(Region pointing data)

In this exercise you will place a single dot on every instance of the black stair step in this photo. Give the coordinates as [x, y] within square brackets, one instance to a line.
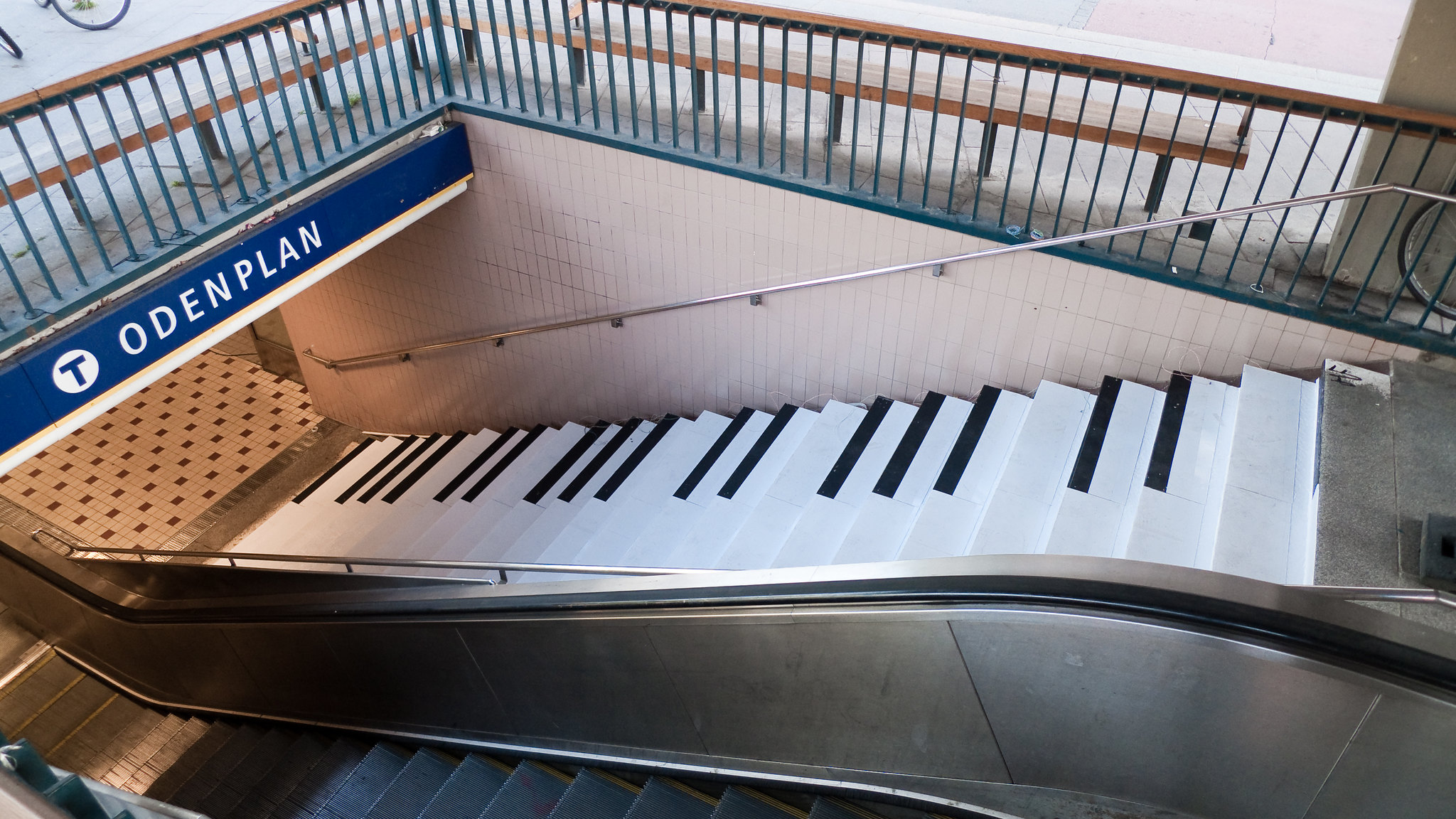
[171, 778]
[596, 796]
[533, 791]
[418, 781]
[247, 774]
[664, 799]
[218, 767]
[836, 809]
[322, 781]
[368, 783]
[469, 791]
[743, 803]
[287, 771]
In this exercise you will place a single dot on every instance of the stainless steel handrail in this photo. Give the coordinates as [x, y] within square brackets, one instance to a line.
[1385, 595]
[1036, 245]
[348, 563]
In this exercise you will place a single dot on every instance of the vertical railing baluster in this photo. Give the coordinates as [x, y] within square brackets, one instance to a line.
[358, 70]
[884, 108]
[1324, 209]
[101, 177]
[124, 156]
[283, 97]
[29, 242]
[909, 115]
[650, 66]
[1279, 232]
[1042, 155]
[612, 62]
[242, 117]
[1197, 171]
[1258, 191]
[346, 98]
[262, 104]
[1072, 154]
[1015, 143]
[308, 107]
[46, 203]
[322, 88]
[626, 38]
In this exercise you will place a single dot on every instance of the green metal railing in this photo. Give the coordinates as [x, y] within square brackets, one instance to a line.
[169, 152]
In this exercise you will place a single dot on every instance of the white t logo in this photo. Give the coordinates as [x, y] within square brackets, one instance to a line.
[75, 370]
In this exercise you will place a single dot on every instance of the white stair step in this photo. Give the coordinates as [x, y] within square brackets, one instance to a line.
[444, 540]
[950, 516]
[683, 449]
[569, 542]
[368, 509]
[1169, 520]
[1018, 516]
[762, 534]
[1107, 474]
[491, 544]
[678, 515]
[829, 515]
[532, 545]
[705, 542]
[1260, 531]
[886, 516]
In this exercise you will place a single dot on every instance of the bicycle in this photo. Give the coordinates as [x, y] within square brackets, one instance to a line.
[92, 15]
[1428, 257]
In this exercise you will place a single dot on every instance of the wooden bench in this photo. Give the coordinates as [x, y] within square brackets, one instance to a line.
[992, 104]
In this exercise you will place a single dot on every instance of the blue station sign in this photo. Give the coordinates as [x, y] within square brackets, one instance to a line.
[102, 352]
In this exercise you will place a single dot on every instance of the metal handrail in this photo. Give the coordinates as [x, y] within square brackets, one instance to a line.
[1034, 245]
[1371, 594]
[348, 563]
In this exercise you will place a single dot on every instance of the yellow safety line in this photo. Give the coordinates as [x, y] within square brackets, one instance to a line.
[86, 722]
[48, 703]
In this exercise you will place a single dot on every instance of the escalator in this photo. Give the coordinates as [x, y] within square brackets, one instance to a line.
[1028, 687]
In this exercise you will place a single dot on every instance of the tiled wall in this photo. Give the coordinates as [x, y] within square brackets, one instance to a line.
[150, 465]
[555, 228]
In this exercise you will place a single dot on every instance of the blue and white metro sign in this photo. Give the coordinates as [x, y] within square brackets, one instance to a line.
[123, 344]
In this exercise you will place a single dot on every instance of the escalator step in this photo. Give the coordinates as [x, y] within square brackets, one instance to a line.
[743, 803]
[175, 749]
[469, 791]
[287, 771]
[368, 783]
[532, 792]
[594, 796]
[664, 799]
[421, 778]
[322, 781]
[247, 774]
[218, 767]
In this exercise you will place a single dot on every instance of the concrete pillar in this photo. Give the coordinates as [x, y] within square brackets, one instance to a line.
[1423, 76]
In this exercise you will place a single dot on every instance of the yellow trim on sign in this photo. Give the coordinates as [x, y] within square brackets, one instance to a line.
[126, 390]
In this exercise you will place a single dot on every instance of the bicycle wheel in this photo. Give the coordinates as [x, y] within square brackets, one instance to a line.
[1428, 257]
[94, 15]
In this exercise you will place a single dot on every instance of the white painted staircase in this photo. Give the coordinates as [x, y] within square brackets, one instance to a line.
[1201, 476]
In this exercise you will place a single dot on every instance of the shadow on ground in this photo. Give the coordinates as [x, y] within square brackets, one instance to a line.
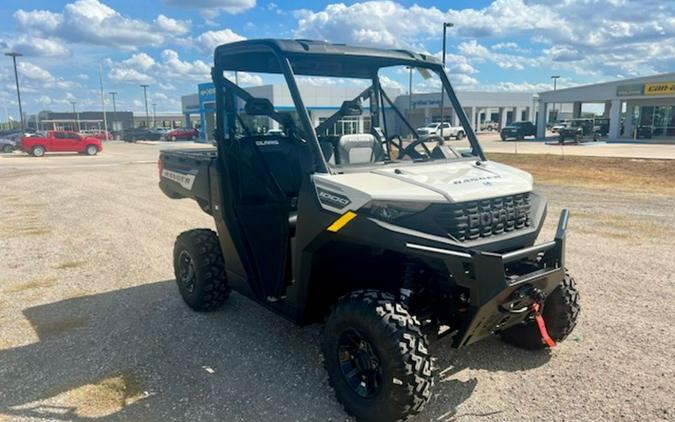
* * *
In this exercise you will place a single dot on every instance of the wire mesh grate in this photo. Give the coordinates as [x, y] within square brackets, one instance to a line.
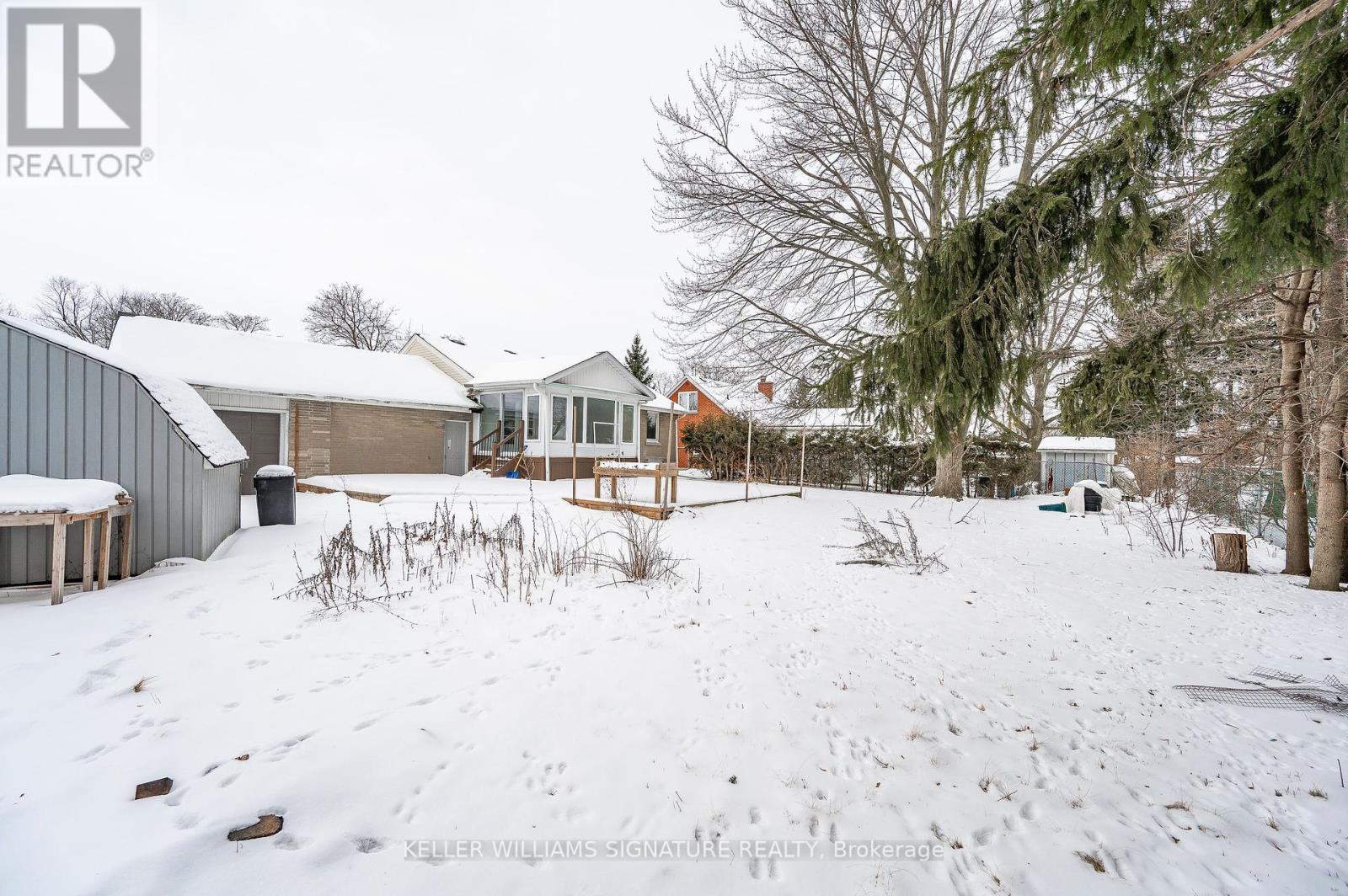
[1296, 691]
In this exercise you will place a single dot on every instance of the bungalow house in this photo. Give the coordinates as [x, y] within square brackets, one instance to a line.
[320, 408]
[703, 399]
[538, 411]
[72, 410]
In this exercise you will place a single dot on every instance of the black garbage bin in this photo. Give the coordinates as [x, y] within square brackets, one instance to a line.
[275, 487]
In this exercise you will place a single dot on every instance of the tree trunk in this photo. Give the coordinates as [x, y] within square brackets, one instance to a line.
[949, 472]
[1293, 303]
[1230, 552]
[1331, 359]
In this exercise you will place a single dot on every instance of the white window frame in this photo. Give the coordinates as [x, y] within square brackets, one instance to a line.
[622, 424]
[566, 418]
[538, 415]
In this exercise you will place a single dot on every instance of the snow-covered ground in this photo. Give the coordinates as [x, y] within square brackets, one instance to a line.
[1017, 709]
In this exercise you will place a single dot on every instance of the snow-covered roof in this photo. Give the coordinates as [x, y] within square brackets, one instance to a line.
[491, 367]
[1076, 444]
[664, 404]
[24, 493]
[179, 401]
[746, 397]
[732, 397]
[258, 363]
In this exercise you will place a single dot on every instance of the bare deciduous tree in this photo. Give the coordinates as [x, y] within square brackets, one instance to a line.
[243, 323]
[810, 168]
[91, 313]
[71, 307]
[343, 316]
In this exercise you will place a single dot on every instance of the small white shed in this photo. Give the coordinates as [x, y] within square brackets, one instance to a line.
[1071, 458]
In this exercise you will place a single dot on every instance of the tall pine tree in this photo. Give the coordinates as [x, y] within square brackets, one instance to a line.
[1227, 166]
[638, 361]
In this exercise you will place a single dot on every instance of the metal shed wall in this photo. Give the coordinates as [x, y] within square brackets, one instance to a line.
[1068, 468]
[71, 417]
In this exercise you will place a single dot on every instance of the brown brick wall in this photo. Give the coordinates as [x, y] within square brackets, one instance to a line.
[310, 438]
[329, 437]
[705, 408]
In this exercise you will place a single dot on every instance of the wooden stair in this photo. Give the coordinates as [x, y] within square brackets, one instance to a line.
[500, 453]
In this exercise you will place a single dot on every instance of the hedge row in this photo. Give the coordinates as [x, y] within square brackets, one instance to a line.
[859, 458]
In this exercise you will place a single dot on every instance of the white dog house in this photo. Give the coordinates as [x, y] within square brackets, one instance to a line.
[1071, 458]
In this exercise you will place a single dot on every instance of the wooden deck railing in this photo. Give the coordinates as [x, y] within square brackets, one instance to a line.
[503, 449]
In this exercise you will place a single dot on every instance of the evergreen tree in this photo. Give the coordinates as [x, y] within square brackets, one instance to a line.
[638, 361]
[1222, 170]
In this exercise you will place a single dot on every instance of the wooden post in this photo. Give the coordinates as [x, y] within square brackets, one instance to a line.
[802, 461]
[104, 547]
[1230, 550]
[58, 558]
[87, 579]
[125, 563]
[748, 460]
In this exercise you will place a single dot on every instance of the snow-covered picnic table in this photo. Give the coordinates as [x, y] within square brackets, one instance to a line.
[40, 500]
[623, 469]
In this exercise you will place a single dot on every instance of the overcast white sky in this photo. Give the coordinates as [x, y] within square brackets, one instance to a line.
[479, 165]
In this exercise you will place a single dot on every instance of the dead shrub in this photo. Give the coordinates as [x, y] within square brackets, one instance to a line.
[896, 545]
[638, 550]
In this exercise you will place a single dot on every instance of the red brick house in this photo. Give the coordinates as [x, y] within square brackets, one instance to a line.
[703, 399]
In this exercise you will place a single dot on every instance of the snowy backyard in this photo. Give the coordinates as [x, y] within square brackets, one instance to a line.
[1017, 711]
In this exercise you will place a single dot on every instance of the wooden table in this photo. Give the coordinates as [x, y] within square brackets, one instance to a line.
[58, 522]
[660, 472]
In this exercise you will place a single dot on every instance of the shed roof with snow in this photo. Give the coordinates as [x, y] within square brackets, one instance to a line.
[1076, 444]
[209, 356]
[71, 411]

**Task to complete**
Only the lines above starting at the line that holds "the blue and" and ending at the line that holds "of the shadow" are to be repeated, exactly and in full.

**Task output**
In this exercise you will place a single dot on every instance of the blue and white metro sign in this photo. Give the coordinates as [x, y] within square brackets, one instance to a line.
[123, 344]
In this exercise you will place a single dot on every instance of the escalator step in this photo. Give the coordinates as [x, y] within square brackets, one instance to a line.
[743, 803]
[175, 749]
[469, 791]
[287, 771]
[368, 783]
[532, 792]
[594, 796]
[664, 799]
[421, 778]
[322, 781]
[247, 774]
[218, 767]
In this exercise you will place a single dot on every instance of the concrete pillar in this photo. Give the coordinates as [x, y] within square brackets, one instance to a line.
[1423, 76]
In this exercise you will place a single dot on every instance of the yellow trim on sign in this photo. Give the coordinates as [x, y] within square brackets, one instance to a line.
[126, 390]
In this exercise you will place a single dot on every instance of the bicycle wheel in this photo. Give the coordinates as [x, y] within square brackets, one instance to a line.
[1428, 257]
[94, 15]
In this exercise you will place a single dot on every instance of the white painted staircase in this photo. Give the coordinates as [x, y] within square brackets, one instance to a line.
[1201, 476]
In this exercise you will place a single dot on every instance of the shadow on ground in this photo. Give the coordinates as [x, y] within square brackets, one instance to a line.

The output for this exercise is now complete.